▶ [Exercise prompt]: Reproduce nothing but the lines from the one containing "Can you see the ornate" to the end of the records below, each exactly as written.

▶ [Dataset excerpts]:
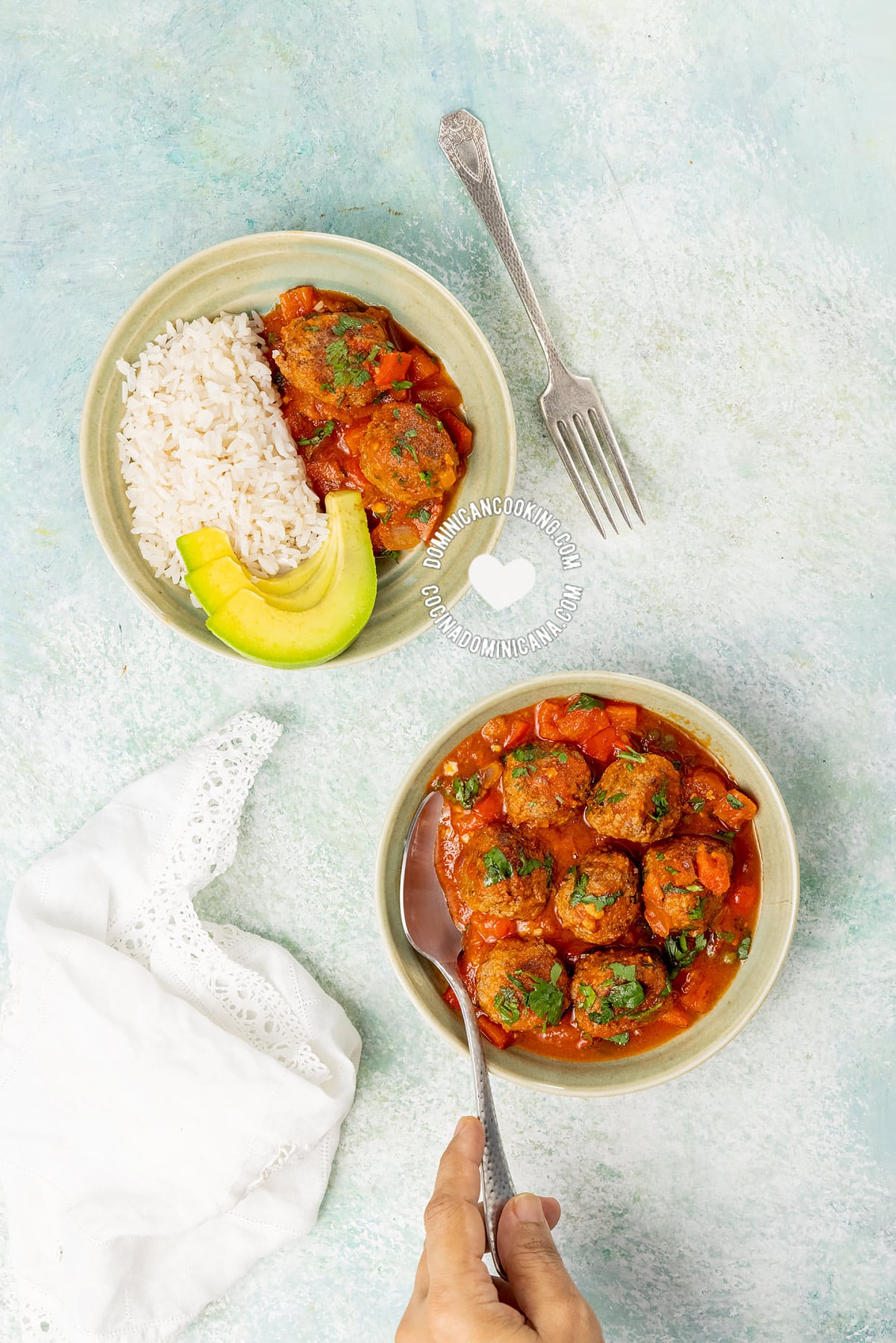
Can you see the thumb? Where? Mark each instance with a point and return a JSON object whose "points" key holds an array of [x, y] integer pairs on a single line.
{"points": [[545, 1291]]}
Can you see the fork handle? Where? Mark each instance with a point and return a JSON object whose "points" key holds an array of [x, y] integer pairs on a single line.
{"points": [[498, 1186], [465, 147]]}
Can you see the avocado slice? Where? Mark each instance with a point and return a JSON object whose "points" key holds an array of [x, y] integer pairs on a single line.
{"points": [[215, 582], [204, 545], [250, 624]]}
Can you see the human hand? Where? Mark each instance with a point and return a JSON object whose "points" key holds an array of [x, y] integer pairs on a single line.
{"points": [[454, 1296]]}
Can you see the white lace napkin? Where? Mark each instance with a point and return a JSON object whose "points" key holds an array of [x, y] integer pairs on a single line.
{"points": [[171, 1092]]}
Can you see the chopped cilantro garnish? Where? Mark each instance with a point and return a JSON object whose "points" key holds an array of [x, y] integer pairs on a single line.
{"points": [[545, 998], [498, 866], [466, 790], [319, 436], [660, 804], [344, 322], [507, 1002]]}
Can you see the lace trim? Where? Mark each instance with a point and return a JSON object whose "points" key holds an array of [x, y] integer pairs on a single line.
{"points": [[166, 933]]}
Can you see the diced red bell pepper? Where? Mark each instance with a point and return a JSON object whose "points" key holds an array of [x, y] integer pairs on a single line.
{"points": [[422, 364], [394, 367], [734, 809], [461, 433], [601, 745], [496, 1034], [545, 720], [743, 899], [438, 398], [297, 302], [492, 927], [712, 869], [505, 731], [624, 716]]}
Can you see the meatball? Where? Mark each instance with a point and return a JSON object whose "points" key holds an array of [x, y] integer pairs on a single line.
{"points": [[407, 454], [521, 985], [545, 786], [684, 883], [500, 872], [324, 355], [598, 900], [614, 993], [637, 798]]}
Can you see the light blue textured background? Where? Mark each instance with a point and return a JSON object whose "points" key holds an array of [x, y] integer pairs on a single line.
{"points": [[706, 192]]}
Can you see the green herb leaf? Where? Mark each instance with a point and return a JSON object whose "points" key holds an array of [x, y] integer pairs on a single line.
{"points": [[498, 866], [319, 436], [626, 997], [545, 998], [586, 701], [508, 1007], [344, 322], [660, 804], [466, 790]]}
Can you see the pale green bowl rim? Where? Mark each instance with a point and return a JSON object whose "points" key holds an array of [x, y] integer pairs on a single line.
{"points": [[501, 483], [664, 1062]]}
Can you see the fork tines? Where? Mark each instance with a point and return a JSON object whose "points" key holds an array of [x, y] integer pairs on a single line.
{"points": [[580, 433]]}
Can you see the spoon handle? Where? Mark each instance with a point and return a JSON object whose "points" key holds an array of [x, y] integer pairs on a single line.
{"points": [[498, 1186]]}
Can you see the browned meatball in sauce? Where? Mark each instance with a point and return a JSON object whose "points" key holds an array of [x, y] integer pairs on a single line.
{"points": [[521, 985], [637, 798], [598, 900], [324, 355], [501, 872], [406, 454], [545, 786], [614, 993], [684, 883]]}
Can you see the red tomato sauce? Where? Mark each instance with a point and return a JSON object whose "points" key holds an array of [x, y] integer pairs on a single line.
{"points": [[332, 461], [599, 733]]}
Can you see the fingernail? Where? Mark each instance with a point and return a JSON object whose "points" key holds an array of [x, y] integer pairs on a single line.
{"points": [[527, 1208]]}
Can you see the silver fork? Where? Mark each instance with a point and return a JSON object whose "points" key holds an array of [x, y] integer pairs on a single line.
{"points": [[571, 406]]}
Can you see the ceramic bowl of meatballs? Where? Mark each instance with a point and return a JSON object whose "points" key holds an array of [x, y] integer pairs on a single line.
{"points": [[275, 433], [624, 873]]}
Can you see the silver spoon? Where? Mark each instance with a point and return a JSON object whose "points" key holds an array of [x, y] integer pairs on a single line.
{"points": [[430, 930]]}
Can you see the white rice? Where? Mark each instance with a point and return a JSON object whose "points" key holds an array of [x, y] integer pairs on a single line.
{"points": [[203, 443]]}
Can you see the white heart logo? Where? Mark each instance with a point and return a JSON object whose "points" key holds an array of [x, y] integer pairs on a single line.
{"points": [[501, 584]]}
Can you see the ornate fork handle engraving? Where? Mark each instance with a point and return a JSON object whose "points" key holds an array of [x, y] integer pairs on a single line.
{"points": [[465, 147], [498, 1186]]}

▶ [Response area]:
Can you see the ornate fork handle engraving? Where? Mark each instance with a point and return a JSON object whose "points" key holds an array of [x, y] integer pairs on a single line.
{"points": [[465, 147], [498, 1186]]}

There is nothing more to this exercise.